* [AUFGABE 1] Ersetzen Sie im Textauszug von „26Aber zu keiner“ bis „wollten ihn hinabstürzen.“ das Wort „Synagoge“ durch „Versammlung“, und geben Sie diesen Abschnitt wieder.

24Und er setzte hinzu: Amen, das
sage ich euch: Kein Prophet wird in seiner Heimat anerkannt.
25Wahrhaftig, das sage ich euch: In
Israel gab es viele Witwen in den Tagen des Elija, als der Himmel für drei
Jahre und sechs Monate verschlossen war und eine große Hungersnot über das
ganze Land kam.
26Aber zu keiner von ihnen wurde
Elija gesandt, nur zu einer Witwe in Sarepta bei Sidon.
27Und viele Aussätzige gab es in
Israel zur Zeit des Propheten Elischa. Aber keiner von ihnen wurde geheilt, nur
der Syrer Naaman.
28Als die Leute in der Synagoge das
hörten, gerieten sie alle in Wut.
29Sie sprangen auf und trieben Jesus
zur Stadt hinaus; sie brachten ihn an den Abhang des Berges, auf dem ihre Stadt
erbaut war, und wollten ihn hinabstürzen.
30Er aber schritt mitten durch die
Menge hindurch und ging weg.

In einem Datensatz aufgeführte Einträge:

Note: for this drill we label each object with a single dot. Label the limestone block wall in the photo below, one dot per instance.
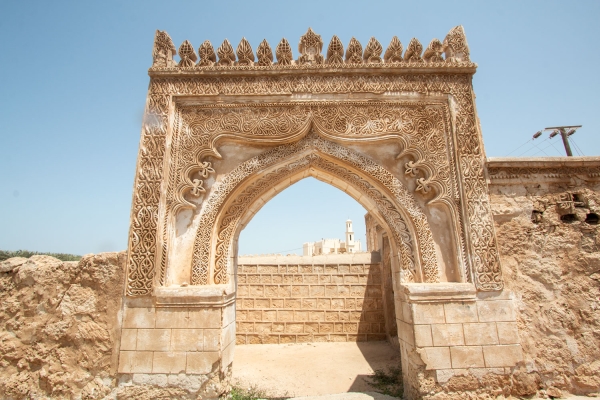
(184, 337)
(550, 254)
(309, 299)
(449, 334)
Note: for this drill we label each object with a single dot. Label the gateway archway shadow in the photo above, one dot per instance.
(399, 134)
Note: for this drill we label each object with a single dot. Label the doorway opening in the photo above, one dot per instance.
(313, 291)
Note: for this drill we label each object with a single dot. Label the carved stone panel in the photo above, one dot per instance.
(440, 151)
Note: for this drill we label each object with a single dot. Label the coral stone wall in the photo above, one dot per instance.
(553, 267)
(59, 324)
(309, 299)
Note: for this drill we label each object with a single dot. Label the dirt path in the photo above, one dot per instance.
(311, 369)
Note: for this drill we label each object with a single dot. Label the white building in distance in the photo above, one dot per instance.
(333, 246)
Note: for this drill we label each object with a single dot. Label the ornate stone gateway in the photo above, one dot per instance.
(397, 131)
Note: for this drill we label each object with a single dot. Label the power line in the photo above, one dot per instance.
(577, 147)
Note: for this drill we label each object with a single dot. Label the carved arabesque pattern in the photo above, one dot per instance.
(373, 52)
(477, 225)
(389, 210)
(207, 54)
(264, 54)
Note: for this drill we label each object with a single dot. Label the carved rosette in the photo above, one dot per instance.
(163, 51)
(264, 54)
(433, 52)
(187, 55)
(310, 48)
(413, 51)
(226, 54)
(207, 55)
(354, 52)
(245, 54)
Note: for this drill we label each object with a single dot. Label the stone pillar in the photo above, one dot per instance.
(183, 337)
(447, 330)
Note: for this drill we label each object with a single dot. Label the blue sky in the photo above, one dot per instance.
(74, 81)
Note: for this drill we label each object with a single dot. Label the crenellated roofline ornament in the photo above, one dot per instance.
(452, 53)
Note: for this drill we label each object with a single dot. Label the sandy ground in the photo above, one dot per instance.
(313, 369)
(316, 371)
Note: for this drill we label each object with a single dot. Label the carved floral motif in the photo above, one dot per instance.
(284, 53)
(310, 47)
(393, 54)
(147, 246)
(373, 52)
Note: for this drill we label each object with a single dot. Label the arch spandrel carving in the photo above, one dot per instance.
(411, 230)
(158, 170)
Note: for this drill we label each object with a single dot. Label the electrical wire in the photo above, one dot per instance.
(542, 150)
(534, 146)
(577, 147)
(530, 140)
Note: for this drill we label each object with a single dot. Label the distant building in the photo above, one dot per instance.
(333, 246)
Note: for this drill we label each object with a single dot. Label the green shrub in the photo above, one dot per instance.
(5, 255)
(389, 382)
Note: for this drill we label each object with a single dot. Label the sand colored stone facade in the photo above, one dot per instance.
(397, 131)
(65, 332)
(296, 299)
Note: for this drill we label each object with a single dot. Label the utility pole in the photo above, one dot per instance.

* [AUFGABE 2] Filtern Sie die Einträge, und geben Sie jede Zeile wieder, in der die Zeichenfolge „carved“ vorkommt. Die Groß- und Kleinschreibung ist dabei zu beachten.

* [MUSTERLÖSUNG 1]
26Aber zu keiner von ihnen wurde
Elija gesandt, nur zu einer Witwe in Sarepta bei Sidon.
27Und viele Aussätzige gab es in
Israel zur Zeit des Propheten Elischa. Aber keiner von ihnen wurde geheilt, nur
der Syrer Naaman.
28Als die Leute in der Versammlung das
hörten, gerieten sie alle in Wut.
29Sie sprangen auf und trieben Jesus
zur Stadt hinaus; sie brachten ihn an den Abhang des Berges, auf dem ihre Stadt
erbaut war, und wollten ihn hinabstürzen.

* [MUSTERLÖSUNG 2]
Note: for this drill we label each object with a single dot. Label the carved stone panel in the photo above, one dot per instance.
Note: for this drill we label each object with a single dot. Label the carved arabesque pattern in the photo above, one dot per instance.
Note: for this drill we label each object with a single dot. Label the carved rosette in the photo above, one dot per instance.
Note: for this drill we label each object with a single dot. Label the carved floral motif in the photo above, one dot per instance.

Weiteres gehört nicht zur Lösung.